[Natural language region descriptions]
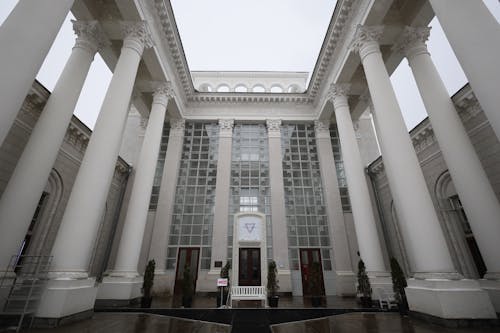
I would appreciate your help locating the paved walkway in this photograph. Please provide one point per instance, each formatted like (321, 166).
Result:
(348, 323)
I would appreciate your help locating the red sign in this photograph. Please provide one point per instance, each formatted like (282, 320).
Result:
(221, 282)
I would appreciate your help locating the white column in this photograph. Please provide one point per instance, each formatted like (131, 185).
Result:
(436, 288)
(469, 178)
(278, 214)
(33, 168)
(408, 187)
(474, 35)
(338, 234)
(222, 192)
(74, 242)
(125, 282)
(364, 220)
(26, 37)
(163, 218)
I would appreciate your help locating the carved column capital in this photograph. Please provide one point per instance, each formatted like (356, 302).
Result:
(322, 129)
(226, 128)
(177, 127)
(90, 36)
(338, 93)
(273, 128)
(136, 36)
(162, 92)
(413, 41)
(366, 39)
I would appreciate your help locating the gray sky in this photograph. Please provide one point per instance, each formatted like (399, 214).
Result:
(232, 35)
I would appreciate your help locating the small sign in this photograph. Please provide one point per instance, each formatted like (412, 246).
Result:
(221, 282)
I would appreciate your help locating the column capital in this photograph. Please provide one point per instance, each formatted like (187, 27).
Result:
(162, 92)
(177, 127)
(136, 36)
(338, 93)
(273, 128)
(90, 36)
(365, 40)
(413, 41)
(322, 129)
(226, 128)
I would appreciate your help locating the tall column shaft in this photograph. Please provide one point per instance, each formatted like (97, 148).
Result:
(33, 168)
(469, 178)
(26, 37)
(366, 230)
(278, 215)
(163, 218)
(73, 246)
(474, 35)
(130, 245)
(222, 189)
(418, 218)
(337, 229)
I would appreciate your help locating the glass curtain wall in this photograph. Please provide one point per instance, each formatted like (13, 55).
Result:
(307, 222)
(193, 217)
(155, 192)
(339, 166)
(250, 188)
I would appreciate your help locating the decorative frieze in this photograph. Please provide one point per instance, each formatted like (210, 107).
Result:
(322, 129)
(177, 127)
(226, 128)
(273, 128)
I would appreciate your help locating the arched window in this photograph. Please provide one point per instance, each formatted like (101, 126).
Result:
(258, 88)
(223, 88)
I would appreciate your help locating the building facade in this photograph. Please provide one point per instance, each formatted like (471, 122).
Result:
(252, 167)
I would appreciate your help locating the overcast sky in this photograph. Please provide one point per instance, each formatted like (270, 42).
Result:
(252, 35)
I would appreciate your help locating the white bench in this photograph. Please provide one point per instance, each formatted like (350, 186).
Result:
(248, 293)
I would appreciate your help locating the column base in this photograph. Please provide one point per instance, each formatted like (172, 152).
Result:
(449, 299)
(66, 296)
(380, 280)
(345, 283)
(119, 289)
(492, 287)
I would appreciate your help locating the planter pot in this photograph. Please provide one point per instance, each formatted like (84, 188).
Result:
(187, 301)
(316, 301)
(223, 302)
(273, 301)
(146, 302)
(366, 302)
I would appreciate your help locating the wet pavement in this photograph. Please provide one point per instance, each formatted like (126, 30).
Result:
(135, 323)
(346, 323)
(371, 323)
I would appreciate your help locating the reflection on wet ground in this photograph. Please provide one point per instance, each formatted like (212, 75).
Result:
(135, 323)
(371, 323)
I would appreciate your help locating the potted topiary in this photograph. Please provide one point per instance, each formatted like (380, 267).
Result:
(272, 285)
(187, 287)
(316, 284)
(398, 286)
(147, 284)
(364, 287)
(224, 274)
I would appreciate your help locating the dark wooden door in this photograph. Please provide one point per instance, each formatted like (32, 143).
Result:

Problem statement
Only the lines with "white" are needed; find them in the records and copy each one.

Exercise response
I would appreciate your help locating the white column in this photograph. Please provide one point per instance, each formatted like (131, 185).
I would appreciate your help locating the white bench in this photograph. Please provide one point per instance, each formatted like (350, 186).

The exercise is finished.